_Quoted passage_.
########################################

How To Learn Vector Calculus: A Step-By-Step Guide

In my opinion, if there is one area of mathematics you should really get good at, it would be vector calculus.

Learning vector calculus will build a strong basis for understanding any area of physics and also many advanced areas of math.

However, with the vast amount of information available, most people simply do not know where to start learning vector calculus, even though they would like to do so.

This article aims to fix that.

My goal is to give you a complete step-by-step guide to learn vector calculus without you having to do extensive research on which books to get and where to start.

Now, these steps and tips are aimed at people who perhaps don’t have a technical background in physics or math or who are trying to learn vector calculus on their own (without academic education).

So, if you’re just getting started on vector calculus, the steps and tips given in this article should really benefit you as long as you follow them, of course!

Prerequisites For Learning Vector Calculus

Basically, vector calculus is the study of applying basic calculus concepts (such as derivatives and integrals) to vectors.

Vector calculus also equivalently goes by the name of multivariable calculus, as these are pretty much the same area of mathematics.

Before learning vector calculus, you should have a solid understanding of single-variable calculus. You should also learn basic vector operations like addition and dot products as well as the basics of analytic geometry, which involves using coordinate systems to represent various geometric concepts.

########################################

_Information supplied_.

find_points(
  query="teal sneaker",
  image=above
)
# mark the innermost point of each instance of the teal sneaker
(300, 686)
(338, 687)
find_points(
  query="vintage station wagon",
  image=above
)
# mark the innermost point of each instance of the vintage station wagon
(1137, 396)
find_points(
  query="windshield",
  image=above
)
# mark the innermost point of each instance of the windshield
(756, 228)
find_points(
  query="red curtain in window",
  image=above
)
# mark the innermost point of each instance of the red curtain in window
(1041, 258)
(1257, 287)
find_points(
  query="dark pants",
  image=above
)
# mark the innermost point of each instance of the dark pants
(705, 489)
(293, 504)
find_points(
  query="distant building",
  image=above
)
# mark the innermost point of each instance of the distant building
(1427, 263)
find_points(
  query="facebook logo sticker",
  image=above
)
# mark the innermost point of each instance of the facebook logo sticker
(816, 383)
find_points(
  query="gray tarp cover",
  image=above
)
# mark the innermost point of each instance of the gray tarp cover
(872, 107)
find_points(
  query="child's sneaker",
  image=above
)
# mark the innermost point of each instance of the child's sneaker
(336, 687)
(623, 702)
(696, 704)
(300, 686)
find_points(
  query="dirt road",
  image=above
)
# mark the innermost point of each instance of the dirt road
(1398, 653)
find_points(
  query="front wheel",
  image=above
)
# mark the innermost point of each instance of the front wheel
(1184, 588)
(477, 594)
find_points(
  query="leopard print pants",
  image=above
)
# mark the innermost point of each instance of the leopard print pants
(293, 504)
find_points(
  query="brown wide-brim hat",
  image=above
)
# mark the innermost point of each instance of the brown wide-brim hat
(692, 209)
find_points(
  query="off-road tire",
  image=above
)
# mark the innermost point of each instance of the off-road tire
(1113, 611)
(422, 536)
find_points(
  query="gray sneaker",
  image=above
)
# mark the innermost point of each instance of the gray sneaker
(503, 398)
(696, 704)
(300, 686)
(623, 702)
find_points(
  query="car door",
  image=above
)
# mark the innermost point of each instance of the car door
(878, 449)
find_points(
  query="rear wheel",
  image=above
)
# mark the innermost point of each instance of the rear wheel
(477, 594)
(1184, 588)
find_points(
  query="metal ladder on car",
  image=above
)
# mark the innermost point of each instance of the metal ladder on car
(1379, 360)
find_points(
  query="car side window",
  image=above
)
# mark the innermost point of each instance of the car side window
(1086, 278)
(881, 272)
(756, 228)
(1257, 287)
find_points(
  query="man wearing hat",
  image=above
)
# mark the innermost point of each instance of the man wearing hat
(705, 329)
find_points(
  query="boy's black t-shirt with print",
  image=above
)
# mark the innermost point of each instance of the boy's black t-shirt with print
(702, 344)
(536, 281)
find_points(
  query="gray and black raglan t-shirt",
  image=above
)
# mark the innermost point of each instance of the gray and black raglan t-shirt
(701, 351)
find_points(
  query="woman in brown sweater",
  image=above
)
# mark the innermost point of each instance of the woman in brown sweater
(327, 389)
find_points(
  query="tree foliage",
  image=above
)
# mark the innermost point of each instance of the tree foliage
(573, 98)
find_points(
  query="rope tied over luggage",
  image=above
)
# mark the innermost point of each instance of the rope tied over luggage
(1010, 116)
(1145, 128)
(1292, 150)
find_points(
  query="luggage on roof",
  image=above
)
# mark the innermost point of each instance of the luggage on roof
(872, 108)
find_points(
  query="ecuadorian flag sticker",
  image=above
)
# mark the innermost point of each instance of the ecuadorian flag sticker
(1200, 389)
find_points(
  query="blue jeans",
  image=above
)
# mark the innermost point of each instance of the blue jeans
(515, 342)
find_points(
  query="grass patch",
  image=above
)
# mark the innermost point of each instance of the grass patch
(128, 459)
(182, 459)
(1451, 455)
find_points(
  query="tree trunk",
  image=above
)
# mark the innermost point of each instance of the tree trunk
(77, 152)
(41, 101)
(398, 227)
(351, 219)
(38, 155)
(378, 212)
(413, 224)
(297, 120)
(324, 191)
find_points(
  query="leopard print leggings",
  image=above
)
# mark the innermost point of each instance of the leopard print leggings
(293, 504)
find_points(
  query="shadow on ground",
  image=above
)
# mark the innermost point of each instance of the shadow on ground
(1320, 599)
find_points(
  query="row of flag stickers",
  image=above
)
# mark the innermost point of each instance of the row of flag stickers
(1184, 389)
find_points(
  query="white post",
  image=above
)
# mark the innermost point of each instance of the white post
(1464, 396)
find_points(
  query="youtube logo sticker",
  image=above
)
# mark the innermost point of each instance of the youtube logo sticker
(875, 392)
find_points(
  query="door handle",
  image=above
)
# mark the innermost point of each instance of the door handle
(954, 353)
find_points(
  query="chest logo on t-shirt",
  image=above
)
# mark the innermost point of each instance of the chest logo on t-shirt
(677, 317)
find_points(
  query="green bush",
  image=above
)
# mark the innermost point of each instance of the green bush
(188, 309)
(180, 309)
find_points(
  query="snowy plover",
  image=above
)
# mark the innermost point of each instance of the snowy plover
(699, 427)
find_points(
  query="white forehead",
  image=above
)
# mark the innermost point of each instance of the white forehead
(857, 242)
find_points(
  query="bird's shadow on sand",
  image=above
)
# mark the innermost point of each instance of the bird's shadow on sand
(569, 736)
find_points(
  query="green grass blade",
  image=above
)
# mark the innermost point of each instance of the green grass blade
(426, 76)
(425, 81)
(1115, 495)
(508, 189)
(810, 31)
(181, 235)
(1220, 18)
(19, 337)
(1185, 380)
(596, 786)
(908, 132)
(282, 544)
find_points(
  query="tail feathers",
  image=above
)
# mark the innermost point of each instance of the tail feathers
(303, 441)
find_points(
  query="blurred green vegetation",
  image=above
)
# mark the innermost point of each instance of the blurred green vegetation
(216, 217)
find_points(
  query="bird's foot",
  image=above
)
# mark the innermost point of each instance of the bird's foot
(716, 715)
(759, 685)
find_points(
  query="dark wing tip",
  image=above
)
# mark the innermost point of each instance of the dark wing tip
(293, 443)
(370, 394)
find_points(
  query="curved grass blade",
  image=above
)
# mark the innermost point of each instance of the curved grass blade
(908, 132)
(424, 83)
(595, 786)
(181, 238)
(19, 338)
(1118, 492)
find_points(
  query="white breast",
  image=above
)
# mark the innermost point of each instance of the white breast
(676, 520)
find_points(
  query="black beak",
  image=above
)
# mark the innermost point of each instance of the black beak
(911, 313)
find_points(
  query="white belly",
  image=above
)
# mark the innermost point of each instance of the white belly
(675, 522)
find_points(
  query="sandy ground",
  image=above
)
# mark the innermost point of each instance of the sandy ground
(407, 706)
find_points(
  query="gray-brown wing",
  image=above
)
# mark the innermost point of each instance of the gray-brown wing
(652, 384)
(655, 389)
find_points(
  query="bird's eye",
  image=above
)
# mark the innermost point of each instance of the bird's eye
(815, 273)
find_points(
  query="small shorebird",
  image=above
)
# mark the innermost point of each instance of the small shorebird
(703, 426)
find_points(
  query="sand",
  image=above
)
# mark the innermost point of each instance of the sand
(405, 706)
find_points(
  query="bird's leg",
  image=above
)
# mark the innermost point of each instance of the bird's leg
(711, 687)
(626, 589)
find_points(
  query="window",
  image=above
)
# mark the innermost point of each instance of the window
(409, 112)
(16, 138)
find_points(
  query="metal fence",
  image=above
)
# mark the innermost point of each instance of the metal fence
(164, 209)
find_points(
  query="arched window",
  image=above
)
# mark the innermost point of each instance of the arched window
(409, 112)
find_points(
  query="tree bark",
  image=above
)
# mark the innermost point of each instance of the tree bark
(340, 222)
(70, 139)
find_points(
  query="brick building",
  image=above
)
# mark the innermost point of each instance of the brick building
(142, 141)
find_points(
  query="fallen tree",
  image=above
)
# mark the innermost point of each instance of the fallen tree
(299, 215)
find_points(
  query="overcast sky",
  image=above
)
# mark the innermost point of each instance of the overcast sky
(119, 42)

########################################

_Stated problem 1_.
List every prerequisite the vector calculus guide above says to learn before starting vector calculus.
_Stated problem 2_.
In the vector calculus guide, what other name does vector calculus go by?
_Stated problem 3_.
From the vector calculus guide, quote the passage between "In my opinion, if" and "areas of math.", inclusive.

_Worked answer 1_.
- A solid understanding of single-variable calculus
- Basic vector operations, such as addition and dot products
- The basics of analytic geometry

_Worked answer 2_.
Multivariable calculus.

_Worked answer 3_.
In my opinion, if there is one area of mathematics you should really get good at, it would be vector calculus.

Learning vector calculus will build a strong basis for understanding any area of physics and also many advanced areas of math.